**Istruzioni**
Puoi riscrivere il tratto dalla riga che contiene "In this exercise you will spot the bare" fino a quella che contiene "<point>959,762</point>", estremi inclusi, sostituendo "bare feet" con "painted feet" e lasciando invariato tutto il resto?

**Materiale da elaborare**
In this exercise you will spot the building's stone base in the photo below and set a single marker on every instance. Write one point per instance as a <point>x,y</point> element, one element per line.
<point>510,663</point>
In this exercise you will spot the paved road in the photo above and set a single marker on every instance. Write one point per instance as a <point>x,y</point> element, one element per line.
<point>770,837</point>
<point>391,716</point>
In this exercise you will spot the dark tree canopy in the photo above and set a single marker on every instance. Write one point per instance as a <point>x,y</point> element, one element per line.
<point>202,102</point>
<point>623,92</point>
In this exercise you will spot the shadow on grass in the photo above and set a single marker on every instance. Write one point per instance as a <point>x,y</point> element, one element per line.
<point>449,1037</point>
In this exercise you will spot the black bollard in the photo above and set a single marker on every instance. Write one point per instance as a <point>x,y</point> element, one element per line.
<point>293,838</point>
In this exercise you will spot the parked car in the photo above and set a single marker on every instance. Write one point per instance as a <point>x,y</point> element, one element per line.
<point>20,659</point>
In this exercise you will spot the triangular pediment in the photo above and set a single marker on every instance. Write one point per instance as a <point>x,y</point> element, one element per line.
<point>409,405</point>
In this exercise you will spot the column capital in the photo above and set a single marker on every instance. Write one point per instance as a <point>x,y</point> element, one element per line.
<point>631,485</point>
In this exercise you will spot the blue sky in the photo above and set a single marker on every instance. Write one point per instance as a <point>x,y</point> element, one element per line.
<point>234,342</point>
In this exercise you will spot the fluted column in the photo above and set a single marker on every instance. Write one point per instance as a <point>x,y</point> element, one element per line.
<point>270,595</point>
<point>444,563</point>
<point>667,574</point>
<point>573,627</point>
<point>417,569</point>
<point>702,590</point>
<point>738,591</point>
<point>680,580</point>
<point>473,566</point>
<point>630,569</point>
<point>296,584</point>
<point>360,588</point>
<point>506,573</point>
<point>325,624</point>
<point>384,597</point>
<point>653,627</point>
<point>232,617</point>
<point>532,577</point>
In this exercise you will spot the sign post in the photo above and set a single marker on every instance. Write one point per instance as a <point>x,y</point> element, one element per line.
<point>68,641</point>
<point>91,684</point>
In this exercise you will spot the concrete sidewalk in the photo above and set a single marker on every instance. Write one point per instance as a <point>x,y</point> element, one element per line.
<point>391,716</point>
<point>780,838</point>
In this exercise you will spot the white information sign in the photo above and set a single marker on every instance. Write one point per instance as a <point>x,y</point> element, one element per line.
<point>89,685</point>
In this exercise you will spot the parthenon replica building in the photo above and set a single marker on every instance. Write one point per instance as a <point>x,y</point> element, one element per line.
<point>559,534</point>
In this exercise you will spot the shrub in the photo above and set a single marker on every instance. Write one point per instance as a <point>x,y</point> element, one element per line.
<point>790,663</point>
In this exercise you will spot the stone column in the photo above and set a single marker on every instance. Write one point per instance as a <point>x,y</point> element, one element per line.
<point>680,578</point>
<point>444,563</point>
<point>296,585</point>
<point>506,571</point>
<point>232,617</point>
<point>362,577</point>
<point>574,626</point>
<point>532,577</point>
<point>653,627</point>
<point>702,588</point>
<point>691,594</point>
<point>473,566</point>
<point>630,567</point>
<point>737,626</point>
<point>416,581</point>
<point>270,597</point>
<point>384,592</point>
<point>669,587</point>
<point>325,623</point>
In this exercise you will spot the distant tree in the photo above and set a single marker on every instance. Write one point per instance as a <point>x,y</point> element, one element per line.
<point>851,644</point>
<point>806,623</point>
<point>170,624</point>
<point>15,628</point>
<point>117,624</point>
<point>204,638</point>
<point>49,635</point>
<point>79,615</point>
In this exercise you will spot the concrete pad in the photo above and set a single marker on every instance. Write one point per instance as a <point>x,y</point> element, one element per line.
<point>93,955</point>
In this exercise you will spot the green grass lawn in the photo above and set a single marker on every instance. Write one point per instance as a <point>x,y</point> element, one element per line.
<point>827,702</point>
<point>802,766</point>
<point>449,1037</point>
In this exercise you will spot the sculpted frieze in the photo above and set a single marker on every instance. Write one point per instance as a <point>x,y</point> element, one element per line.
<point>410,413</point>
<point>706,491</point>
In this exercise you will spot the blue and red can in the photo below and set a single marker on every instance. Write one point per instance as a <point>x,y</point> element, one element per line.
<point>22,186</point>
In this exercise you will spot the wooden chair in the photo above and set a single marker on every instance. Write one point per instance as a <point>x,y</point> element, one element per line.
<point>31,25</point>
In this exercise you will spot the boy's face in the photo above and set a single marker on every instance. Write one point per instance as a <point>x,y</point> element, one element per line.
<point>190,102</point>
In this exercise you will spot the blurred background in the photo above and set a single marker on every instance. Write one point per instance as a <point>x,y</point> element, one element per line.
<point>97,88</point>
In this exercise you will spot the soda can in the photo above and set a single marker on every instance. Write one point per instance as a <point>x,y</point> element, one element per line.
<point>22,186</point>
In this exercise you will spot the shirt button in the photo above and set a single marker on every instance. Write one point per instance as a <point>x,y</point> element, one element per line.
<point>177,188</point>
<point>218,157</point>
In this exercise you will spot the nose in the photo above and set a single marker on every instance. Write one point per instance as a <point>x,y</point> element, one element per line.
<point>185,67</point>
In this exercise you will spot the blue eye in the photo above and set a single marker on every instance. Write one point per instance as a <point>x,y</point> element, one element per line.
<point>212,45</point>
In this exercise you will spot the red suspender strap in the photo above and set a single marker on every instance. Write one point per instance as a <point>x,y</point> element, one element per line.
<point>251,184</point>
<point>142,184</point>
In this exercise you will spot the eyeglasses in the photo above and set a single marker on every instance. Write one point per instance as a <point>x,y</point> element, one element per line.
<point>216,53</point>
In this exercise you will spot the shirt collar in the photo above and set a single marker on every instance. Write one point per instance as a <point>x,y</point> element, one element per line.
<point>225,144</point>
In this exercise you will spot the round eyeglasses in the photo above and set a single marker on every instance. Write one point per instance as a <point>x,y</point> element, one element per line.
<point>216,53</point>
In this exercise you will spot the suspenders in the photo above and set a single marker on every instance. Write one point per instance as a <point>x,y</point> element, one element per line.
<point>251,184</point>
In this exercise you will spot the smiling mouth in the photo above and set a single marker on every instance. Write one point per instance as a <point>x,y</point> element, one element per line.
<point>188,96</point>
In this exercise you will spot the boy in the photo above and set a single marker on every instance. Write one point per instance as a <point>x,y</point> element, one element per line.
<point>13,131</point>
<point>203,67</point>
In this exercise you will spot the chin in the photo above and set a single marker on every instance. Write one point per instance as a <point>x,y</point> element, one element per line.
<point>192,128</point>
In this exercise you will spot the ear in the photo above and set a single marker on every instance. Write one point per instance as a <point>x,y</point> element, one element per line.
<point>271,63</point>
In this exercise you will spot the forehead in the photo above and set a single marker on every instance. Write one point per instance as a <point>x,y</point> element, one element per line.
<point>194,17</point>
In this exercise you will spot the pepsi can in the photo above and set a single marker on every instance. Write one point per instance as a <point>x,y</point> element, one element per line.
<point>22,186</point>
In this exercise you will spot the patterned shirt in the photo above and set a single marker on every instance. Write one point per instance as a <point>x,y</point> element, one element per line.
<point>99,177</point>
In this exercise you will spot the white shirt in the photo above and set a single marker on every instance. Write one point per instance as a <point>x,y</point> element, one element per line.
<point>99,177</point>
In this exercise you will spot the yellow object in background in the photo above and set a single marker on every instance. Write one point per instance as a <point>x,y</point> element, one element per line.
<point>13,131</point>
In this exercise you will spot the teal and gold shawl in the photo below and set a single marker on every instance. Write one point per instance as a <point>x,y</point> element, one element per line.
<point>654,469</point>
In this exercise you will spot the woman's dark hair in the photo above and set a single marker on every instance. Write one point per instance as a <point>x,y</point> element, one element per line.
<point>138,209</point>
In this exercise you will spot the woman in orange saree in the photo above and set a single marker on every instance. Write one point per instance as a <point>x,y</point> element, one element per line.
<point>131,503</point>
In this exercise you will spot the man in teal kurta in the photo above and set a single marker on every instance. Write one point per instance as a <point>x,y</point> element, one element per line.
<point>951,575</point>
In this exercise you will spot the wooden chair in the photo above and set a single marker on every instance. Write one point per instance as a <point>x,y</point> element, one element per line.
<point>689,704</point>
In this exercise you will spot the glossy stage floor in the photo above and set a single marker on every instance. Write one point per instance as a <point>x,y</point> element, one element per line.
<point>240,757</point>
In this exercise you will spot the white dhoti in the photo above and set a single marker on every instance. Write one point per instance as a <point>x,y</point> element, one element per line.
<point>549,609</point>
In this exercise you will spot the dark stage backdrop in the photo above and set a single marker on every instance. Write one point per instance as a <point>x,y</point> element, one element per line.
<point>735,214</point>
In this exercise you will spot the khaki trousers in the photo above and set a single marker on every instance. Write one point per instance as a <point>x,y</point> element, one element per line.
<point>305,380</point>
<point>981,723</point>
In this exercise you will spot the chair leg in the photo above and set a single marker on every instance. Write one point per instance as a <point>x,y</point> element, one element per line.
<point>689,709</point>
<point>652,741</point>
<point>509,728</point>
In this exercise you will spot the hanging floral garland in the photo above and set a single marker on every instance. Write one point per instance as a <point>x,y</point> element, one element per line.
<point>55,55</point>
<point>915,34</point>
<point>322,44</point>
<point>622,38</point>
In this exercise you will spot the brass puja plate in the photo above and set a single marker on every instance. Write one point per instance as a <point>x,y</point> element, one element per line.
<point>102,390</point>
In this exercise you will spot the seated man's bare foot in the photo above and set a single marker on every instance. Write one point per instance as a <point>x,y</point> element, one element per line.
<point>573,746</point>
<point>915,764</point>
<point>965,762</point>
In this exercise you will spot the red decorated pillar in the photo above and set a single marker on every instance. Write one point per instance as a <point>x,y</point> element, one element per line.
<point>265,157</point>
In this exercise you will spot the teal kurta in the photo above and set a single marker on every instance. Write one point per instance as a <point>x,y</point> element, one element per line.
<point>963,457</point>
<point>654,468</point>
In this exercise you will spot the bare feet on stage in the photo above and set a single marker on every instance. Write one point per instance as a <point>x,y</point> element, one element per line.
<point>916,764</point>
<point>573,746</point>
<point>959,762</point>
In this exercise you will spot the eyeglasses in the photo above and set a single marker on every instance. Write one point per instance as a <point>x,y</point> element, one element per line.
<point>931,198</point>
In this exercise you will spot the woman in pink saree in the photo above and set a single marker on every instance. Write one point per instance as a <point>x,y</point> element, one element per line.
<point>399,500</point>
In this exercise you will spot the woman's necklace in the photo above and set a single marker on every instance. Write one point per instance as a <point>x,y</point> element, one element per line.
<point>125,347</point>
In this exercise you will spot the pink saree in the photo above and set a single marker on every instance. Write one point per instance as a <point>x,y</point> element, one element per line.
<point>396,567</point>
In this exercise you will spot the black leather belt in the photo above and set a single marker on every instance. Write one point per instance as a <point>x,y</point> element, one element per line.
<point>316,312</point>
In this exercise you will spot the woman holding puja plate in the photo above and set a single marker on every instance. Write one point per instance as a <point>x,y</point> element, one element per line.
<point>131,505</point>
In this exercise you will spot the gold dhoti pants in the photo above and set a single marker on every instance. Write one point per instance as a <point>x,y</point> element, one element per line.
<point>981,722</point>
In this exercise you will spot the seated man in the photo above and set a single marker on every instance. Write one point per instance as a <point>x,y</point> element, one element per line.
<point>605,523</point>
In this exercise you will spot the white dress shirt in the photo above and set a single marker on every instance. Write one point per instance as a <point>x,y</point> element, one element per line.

**Soluzione**
In this exercise you will spot the painted feet on stage in the photo above and set a single marker on every instance. Write one point per instance as a <point>x,y</point> element, one element per line.
<point>916,764</point>
<point>573,746</point>
<point>959,762</point>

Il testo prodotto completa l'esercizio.